§ STATED GOAL: Copy every line of the listing below word for word, changing nothing.

§ ENTRIES PROVIDED:

================================

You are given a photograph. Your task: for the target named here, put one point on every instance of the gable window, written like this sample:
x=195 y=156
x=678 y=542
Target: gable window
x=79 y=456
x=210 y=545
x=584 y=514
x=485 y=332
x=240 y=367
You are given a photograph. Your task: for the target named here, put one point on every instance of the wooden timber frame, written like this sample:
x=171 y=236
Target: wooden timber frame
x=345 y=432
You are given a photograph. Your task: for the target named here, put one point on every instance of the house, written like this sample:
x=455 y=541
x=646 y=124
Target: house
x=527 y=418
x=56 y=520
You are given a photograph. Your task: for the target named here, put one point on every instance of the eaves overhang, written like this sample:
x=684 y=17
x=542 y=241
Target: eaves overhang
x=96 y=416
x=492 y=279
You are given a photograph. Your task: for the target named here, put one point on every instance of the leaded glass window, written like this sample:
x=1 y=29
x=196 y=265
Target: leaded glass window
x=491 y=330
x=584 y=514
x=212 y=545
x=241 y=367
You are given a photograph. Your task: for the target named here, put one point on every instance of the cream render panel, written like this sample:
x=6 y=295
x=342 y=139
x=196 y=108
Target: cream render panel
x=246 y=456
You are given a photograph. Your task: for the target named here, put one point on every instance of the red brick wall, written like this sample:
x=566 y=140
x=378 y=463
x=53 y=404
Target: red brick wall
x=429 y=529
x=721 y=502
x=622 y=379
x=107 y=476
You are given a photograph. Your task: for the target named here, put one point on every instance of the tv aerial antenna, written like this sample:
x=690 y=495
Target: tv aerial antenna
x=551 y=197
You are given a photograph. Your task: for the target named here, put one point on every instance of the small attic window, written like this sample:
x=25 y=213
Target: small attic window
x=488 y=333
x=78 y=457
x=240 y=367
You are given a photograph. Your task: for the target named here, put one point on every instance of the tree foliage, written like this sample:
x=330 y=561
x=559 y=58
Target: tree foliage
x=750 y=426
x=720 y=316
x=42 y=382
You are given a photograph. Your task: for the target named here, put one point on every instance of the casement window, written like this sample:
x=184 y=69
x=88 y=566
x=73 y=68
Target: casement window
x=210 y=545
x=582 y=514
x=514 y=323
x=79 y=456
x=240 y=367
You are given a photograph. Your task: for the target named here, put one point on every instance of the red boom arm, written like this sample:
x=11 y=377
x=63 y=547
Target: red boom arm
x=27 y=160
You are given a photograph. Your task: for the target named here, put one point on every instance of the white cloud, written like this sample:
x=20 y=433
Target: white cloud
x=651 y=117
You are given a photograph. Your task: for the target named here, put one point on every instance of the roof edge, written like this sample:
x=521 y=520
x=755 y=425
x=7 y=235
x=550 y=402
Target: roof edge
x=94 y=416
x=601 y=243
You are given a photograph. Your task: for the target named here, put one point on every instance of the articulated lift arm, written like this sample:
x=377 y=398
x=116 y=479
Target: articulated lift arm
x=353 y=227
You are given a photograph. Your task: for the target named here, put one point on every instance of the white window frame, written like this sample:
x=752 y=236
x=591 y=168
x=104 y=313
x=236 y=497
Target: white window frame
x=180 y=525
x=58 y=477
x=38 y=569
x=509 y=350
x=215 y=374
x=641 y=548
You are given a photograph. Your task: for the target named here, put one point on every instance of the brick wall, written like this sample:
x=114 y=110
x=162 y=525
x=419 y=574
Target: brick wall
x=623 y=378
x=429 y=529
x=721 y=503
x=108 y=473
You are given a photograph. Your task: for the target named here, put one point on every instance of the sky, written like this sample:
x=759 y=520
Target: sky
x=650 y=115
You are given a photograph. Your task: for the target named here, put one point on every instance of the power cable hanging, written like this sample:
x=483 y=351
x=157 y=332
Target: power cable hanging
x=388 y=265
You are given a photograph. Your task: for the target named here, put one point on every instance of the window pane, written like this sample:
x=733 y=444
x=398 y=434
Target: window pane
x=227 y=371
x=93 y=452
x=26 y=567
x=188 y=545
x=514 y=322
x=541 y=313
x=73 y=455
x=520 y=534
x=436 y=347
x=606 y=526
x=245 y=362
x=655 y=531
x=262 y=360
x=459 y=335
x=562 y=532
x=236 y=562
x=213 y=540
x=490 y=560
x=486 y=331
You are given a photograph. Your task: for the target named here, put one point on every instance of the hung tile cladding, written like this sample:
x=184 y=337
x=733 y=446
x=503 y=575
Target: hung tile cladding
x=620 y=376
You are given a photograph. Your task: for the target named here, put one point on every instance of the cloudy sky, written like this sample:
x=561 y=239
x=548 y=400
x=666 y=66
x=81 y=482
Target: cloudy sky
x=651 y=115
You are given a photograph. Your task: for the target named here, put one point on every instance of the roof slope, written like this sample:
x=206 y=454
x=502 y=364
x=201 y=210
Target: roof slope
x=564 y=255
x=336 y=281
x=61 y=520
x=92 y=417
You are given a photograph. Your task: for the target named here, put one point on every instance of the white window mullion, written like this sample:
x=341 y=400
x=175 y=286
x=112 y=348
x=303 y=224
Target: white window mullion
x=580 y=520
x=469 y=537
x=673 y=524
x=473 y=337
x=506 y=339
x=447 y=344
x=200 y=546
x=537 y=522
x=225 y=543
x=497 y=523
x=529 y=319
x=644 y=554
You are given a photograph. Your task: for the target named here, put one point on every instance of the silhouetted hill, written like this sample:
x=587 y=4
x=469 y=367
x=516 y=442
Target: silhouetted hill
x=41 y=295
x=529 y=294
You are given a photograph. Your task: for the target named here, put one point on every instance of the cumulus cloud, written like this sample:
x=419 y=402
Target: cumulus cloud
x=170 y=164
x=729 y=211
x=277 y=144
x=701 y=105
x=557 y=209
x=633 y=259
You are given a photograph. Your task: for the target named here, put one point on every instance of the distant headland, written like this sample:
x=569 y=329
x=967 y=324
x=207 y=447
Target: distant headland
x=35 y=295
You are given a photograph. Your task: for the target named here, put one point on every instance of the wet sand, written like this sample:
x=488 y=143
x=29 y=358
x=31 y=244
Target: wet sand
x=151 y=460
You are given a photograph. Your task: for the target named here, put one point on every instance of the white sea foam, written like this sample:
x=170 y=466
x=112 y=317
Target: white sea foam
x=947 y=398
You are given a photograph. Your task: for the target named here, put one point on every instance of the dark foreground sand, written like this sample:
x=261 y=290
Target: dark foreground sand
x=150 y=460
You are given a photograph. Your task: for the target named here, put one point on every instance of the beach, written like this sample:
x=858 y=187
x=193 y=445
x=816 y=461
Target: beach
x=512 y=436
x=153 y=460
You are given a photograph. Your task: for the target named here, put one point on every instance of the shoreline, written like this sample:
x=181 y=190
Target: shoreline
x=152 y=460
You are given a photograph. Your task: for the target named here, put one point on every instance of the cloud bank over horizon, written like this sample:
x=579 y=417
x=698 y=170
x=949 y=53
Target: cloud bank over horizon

================================

§ TASK OUTPUT:
You are given a photograph. Your task: for the target named here, put one point on every instance of the gable window, written like this sample:
x=195 y=156
x=678 y=542
Target: gable window
x=79 y=456
x=210 y=545
x=584 y=514
x=485 y=332
x=240 y=367
You are given a photograph. Your task: for the target named here, put one point on every instance of the wooden timber frame, written like this sample:
x=171 y=236
Target: wooden timber frame
x=345 y=432
You are given a photograph. Your task: for the target named here, put one point on every instance of the house, written like this sample:
x=455 y=541
x=646 y=124
Target: house
x=527 y=418
x=56 y=520
You are given a photograph. Your task: for the target named here, put one point on every instance of the eaves overhang, written like this sample:
x=684 y=17
x=542 y=241
Target: eaves overhang
x=96 y=416
x=492 y=279
You are given a photograph. Your task: for the target named here, put one point on every instance of the leaded glass window, written like this sample:
x=1 y=29
x=196 y=265
Target: leaded glass window
x=491 y=330
x=584 y=514
x=212 y=545
x=241 y=367
You are given a photograph. Your task: for the target named here, put one point on every instance of the cream render panel, written like this sample:
x=6 y=295
x=342 y=139
x=196 y=108
Target: cream render panel
x=246 y=456
You are given a photograph. Your task: for the target named here, put one point on every instance of the red brick wall, written like this sample:
x=566 y=140
x=378 y=463
x=53 y=404
Target: red brick wall
x=429 y=529
x=721 y=502
x=622 y=379
x=107 y=476
You are given a photograph. Your task: for the target named here, put one point on every instance of the tv aerial antenna, written like this sample:
x=690 y=495
Target: tv aerial antenna
x=551 y=197
You are given a photograph. Your task: for the target named here, put one point on every instance of the small attic window, written like this sample:
x=25 y=213
Target: small attic window
x=488 y=333
x=78 y=457
x=240 y=367
You are given a photograph. Your task: for the target named here, put one point on every instance of the tree foliage, written like this sample:
x=330 y=561
x=559 y=58
Target: tree foliage
x=750 y=426
x=720 y=316
x=42 y=382
You are given a photograph. Your task: for the target named here, put one point on every instance of the casement window, written like this sample:
x=184 y=69
x=88 y=566
x=73 y=68
Target: casement window
x=210 y=545
x=582 y=514
x=514 y=323
x=79 y=456
x=240 y=367
You are given a photograph. Your task: for the target named here, put one point on every instance of the red boom arm, written like this sample:
x=11 y=377
x=63 y=547
Target: red boom arm
x=27 y=160
You are given a photograph. Your task: for the target named here, put one point on every instance of the white cloud, written like this sample:
x=20 y=433
Target: white cloud
x=651 y=117
You are given a photograph. Your task: for the target named here, put one point on every instance of the roof edge, written like this sample:
x=521 y=520
x=755 y=425
x=7 y=235
x=550 y=402
Target: roof edge
x=94 y=416
x=601 y=243
You are given a photograph. Your task: for the target named here, put one point on every instance of the articulated lift arm, written like this sample:
x=377 y=398
x=116 y=479
Target: articulated lift arm
x=353 y=227
You are given a photograph. Your task: for the target named here, put one point on every instance of the white window frame, written like this sample:
x=752 y=236
x=591 y=168
x=104 y=313
x=236 y=497
Target: white window frame
x=180 y=525
x=58 y=477
x=38 y=569
x=509 y=350
x=215 y=374
x=641 y=548
You are given a photograph. Your task: for the target named here, put one point on every instance of the brick wall, written like this sample:
x=114 y=110
x=162 y=525
x=419 y=574
Target: brick wall
x=623 y=378
x=429 y=529
x=721 y=503
x=108 y=473
You are given a photograph. Your task: for the target named here, put one point on every instance of the sky, written like this sample:
x=759 y=520
Target: sky
x=650 y=115
You are given a photograph. Your task: for the target named here, put one point on every instance of the power cable hanging, written like this sample:
x=483 y=351
x=157 y=332
Target: power cable hanging
x=388 y=265
You are given a photograph. Your task: for the target named here, put one point on every instance of the window pane, written like this sample:
x=733 y=444
x=398 y=434
Target: window pane
x=227 y=371
x=93 y=452
x=26 y=567
x=188 y=545
x=514 y=322
x=541 y=313
x=73 y=455
x=520 y=534
x=436 y=347
x=606 y=526
x=245 y=362
x=655 y=531
x=262 y=360
x=459 y=335
x=562 y=532
x=236 y=562
x=213 y=540
x=490 y=560
x=486 y=331
You are given a photograph. Your task: for the target named here, put one point on every instance of the hung tile cladding, written like this sample:
x=184 y=337
x=733 y=446
x=503 y=575
Target: hung tile cladding
x=620 y=376
You are given a photograph. Your task: for the target named here, put one point on every instance of the cloudy sky, written like this sample:
x=561 y=239
x=548 y=400
x=666 y=66
x=81 y=482
Target: cloudy sky
x=651 y=115
You are given a photograph. Your task: for the target named here, put one point on every instance of the roof slope, written like this sample:
x=206 y=454
x=502 y=364
x=201 y=210
Target: roof slope
x=564 y=255
x=336 y=281
x=61 y=520
x=92 y=417
You are given a photograph. Your task: for the target named here, put one point on every instance of the white window mullion, written like this sample:
x=341 y=400
x=175 y=286
x=112 y=348
x=303 y=224
Target: white window mullion
x=580 y=520
x=469 y=537
x=673 y=524
x=473 y=337
x=506 y=339
x=447 y=344
x=200 y=546
x=537 y=522
x=225 y=543
x=497 y=523
x=529 y=319
x=644 y=554
You are given a photograph. Your task: for the target named here, put one point on every instance of the silhouetted hill, written like this sample:
x=587 y=4
x=469 y=367
x=516 y=442
Target: silhouetted hill
x=41 y=295
x=529 y=294
You are given a photograph. Your task: for the target named here, put one point on every instance of the cumulus cloud, written like this sample:
x=419 y=402
Target: cumulus cloud
x=170 y=164
x=729 y=211
x=277 y=144
x=701 y=105
x=557 y=209
x=633 y=259
You are given a photograph. Your task: for the target named here, put one point on every instance of the distant headland, written like this sample:
x=569 y=329
x=967 y=324
x=207 y=447
Target: distant headland
x=35 y=295
You are given a photograph. Your task: for the target named here, put one point on every instance of the wet sand, written like this sample:
x=488 y=143
x=29 y=358
x=31 y=244
Target: wet sand
x=151 y=460
You are given a photograph. Your task: for the target named here, put one point on every instance of the white sea foam, written like this sample:
x=170 y=466
x=112 y=317
Target: white sea foam
x=947 y=398
You are given a photograph. Your task: for the target named here, put one point on every instance of the dark foreground sand, written like this sample:
x=261 y=290
Target: dark foreground sand
x=150 y=460
You are given a photograph. Your task: for the target named here, put one point on every instance of the beach, written like this sample:
x=858 y=187
x=193 y=445
x=816 y=461
Target: beach
x=512 y=436
x=153 y=460
You are given a photograph. Your task: for the target named here, put one point on every instance of the shoreline, written like this sample:
x=181 y=190
Target: shoreline
x=152 y=460
You are given a photograph. Your task: for the target named here, put one point on every instance of the cloud bank over horizon, written like this sample:
x=579 y=417
x=698 y=170
x=949 y=53
Target: cloud bank over horizon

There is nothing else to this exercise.